Saved entries:
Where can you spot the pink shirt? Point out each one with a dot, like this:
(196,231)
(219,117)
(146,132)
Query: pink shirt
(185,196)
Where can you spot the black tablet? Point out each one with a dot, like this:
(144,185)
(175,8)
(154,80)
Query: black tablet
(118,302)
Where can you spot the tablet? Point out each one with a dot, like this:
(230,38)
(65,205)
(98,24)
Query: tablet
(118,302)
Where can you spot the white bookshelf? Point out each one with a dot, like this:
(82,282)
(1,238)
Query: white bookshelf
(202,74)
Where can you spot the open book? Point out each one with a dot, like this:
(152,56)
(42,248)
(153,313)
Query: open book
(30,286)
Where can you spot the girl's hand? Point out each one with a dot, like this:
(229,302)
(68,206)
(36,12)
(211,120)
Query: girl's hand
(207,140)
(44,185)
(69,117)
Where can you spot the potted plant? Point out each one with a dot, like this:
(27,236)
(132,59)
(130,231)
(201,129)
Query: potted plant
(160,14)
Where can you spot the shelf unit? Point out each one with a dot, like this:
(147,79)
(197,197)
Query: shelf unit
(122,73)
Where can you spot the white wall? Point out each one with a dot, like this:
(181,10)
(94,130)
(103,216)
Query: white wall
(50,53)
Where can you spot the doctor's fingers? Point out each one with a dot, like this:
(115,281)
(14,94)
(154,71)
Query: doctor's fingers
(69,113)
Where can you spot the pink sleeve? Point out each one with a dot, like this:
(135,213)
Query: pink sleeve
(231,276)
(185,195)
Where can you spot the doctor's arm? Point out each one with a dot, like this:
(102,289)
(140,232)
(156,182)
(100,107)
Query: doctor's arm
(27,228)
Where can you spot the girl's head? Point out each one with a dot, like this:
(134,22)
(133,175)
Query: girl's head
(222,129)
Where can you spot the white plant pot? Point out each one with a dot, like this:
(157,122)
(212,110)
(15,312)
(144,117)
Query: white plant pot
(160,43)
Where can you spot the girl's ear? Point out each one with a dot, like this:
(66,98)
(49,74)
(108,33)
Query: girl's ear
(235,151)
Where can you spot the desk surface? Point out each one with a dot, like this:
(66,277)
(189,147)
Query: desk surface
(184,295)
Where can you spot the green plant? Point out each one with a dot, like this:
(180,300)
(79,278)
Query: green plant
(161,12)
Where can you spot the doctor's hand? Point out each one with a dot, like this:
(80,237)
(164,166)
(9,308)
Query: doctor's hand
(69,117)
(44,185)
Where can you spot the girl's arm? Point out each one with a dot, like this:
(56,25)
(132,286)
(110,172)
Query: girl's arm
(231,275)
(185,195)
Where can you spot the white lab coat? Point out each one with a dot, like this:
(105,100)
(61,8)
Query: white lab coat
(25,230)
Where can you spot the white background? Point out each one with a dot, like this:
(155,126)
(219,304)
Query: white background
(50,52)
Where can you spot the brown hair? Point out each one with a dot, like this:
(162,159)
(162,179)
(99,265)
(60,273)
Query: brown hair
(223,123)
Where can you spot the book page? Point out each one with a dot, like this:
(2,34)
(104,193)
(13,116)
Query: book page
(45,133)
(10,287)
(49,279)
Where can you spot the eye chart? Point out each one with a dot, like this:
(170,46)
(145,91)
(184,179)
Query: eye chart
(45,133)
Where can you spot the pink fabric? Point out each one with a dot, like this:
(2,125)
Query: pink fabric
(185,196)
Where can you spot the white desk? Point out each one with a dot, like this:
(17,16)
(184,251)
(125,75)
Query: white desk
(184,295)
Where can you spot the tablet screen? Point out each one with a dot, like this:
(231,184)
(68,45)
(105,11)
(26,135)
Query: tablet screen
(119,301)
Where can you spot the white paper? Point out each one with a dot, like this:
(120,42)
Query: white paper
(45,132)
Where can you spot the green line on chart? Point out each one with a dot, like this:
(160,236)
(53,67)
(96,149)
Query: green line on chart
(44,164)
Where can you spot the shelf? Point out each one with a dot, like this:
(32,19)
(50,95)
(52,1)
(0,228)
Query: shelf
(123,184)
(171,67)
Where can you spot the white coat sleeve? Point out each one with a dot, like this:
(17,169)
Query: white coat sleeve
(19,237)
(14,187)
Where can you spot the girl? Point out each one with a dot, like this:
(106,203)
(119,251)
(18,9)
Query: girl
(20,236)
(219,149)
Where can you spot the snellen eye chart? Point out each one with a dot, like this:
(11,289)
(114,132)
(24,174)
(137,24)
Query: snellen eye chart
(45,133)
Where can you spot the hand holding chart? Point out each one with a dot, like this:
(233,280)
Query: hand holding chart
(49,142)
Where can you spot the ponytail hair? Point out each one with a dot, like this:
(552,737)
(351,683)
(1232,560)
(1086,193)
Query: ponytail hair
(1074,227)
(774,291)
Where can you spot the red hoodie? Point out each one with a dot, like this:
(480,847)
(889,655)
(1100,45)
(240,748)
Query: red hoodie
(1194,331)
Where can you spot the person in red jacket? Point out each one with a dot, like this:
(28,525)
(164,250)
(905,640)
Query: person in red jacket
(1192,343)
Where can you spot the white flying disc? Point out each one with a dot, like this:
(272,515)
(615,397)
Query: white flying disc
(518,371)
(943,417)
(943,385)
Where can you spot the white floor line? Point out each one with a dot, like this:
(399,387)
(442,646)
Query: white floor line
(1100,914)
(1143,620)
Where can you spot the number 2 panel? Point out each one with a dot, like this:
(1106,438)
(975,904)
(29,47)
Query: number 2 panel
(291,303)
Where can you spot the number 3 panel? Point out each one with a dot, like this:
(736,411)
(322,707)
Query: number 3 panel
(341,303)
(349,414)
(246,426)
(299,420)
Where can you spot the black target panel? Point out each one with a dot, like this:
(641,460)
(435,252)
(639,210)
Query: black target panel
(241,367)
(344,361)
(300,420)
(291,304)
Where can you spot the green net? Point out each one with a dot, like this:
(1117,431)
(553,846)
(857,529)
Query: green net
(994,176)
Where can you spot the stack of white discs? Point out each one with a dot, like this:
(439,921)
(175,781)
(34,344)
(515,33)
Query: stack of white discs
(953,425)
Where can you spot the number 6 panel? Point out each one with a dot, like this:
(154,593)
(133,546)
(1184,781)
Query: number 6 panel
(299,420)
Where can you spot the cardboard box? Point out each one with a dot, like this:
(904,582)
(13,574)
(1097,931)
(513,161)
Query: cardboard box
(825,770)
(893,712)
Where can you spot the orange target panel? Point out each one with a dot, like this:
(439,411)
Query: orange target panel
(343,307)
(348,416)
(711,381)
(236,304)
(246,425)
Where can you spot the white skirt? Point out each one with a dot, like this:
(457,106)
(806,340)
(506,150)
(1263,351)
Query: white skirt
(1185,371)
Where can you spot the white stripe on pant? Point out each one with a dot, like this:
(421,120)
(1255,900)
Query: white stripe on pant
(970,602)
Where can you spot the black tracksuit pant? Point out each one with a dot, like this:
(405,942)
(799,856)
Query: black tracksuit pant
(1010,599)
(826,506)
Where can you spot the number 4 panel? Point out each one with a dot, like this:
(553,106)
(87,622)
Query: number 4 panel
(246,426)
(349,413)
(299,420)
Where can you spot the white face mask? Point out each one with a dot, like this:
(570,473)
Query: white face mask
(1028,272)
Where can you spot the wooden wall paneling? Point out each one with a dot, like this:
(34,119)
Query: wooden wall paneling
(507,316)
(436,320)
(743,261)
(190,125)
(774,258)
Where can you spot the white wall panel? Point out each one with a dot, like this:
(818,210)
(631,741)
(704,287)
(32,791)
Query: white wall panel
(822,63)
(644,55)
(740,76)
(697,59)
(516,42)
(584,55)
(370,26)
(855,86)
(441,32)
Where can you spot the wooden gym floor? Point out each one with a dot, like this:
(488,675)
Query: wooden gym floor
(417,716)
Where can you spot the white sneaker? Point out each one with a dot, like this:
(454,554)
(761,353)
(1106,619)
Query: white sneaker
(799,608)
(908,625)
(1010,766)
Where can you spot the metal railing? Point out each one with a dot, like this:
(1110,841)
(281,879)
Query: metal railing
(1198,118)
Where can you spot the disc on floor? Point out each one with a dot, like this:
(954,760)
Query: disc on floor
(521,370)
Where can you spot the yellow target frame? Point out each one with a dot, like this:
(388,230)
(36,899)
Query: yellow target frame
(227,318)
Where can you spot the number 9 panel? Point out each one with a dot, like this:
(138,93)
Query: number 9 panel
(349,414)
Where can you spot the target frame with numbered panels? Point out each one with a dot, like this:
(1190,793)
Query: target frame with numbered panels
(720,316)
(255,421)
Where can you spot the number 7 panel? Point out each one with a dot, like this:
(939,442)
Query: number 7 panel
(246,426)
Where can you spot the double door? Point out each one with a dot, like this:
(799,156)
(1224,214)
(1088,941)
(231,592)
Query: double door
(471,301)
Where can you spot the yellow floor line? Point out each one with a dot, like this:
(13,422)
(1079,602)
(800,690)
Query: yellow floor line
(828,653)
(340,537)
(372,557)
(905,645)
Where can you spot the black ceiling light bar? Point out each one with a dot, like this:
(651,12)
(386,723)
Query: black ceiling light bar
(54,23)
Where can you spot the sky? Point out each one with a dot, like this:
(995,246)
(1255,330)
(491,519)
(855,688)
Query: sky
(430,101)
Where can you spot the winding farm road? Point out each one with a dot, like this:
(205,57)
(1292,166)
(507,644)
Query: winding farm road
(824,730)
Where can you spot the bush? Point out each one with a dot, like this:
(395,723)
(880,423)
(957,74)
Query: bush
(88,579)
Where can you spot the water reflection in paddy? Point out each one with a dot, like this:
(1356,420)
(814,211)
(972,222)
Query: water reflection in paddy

- _REQUIRED ACTION_:
Please restate the records word for word. Go from the first line to the line with "Where can you spot the doctor's fingers?" and include both.

- _SOLUTION TO THIS EXERCISE_:
Where can you spot the pink shirt? Point out each one with a dot, like this:
(196,231)
(219,117)
(146,132)
Query: pink shirt
(185,196)
Where can you spot the black tablet? Point out each one with a dot, like this:
(144,185)
(175,8)
(154,80)
Query: black tablet
(118,302)
Where can you spot the tablet? Point out each one with a dot, like this:
(230,38)
(65,205)
(98,24)
Query: tablet
(118,302)
Where can you spot the white bookshelf? Point out each one with a dot, like this:
(82,282)
(1,238)
Query: white bookshelf
(202,74)
Where can you spot the open book? Point out each one with a dot, like this:
(152,56)
(42,248)
(153,313)
Query: open book
(30,286)
Where can you spot the girl's hand? Point out each one with a dot, like this:
(229,302)
(68,206)
(36,12)
(211,120)
Query: girl's hand
(207,140)
(44,185)
(69,117)
Where can you spot the potted plant? Point out each one with a dot, like this:
(27,236)
(132,59)
(130,231)
(201,129)
Query: potted plant
(160,14)
Where can you spot the shelf unit? Point out each one with a dot, like this:
(147,79)
(197,197)
Query: shelf unit
(122,73)
Where can you spot the white wall? Point out each one with a dot, like this:
(181,10)
(94,130)
(103,216)
Query: white wall
(50,53)
Where can you spot the doctor's fingers? Point out each one with a dot, like this:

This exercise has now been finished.